Extracted data entries:
::::
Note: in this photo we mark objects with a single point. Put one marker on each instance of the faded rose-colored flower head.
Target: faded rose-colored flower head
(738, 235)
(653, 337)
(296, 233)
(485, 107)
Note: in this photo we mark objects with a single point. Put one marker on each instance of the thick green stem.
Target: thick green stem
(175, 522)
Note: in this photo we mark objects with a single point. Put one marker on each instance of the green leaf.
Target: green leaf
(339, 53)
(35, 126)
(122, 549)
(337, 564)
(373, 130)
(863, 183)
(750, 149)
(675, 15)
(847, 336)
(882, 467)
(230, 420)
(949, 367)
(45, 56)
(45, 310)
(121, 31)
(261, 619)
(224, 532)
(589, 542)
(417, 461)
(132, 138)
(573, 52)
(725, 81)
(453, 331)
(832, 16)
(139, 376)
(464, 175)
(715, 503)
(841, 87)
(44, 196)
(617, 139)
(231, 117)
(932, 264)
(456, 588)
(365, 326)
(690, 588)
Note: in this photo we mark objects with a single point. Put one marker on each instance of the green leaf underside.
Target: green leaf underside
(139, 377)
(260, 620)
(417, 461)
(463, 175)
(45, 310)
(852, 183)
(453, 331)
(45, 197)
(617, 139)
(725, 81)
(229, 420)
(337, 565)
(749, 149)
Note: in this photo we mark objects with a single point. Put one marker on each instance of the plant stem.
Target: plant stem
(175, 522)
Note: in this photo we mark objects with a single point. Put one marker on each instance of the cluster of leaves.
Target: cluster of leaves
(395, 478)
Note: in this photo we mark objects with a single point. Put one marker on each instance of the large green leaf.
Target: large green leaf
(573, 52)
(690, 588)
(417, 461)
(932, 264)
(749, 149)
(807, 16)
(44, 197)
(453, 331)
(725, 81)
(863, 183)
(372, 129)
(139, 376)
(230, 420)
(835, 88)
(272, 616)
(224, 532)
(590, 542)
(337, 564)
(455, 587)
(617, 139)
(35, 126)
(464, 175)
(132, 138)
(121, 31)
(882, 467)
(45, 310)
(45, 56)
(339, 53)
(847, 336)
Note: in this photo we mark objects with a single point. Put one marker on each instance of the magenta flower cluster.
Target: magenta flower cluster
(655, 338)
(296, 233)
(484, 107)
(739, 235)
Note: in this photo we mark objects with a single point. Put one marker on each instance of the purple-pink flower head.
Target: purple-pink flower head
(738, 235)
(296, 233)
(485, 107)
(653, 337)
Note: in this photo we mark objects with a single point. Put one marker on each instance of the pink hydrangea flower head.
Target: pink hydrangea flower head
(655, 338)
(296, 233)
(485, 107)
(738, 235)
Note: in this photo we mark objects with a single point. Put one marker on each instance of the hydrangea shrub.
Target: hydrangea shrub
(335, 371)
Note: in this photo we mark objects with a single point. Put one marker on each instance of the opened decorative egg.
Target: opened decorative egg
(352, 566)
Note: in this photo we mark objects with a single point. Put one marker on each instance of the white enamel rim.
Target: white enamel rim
::::
■ WHAT IS REQUIRED
Please give back the records exactly as written, beginning at the first line and including the line that holds "the green leaf." as the last.

■ SOLUTION TO THE PROBLEM
Note: in this photo we mark objects with a single point. Put one marker on each instance of the faded rose-colored flower head.
Target: faded rose-colored flower head
(738, 235)
(653, 337)
(296, 233)
(485, 107)
Note: in this photo we mark objects with a single point. Put one marker on each instance of the thick green stem.
Target: thick green stem
(175, 522)
Note: in this photo we mark objects with a single point. Put one marker on each instance of the green leaf.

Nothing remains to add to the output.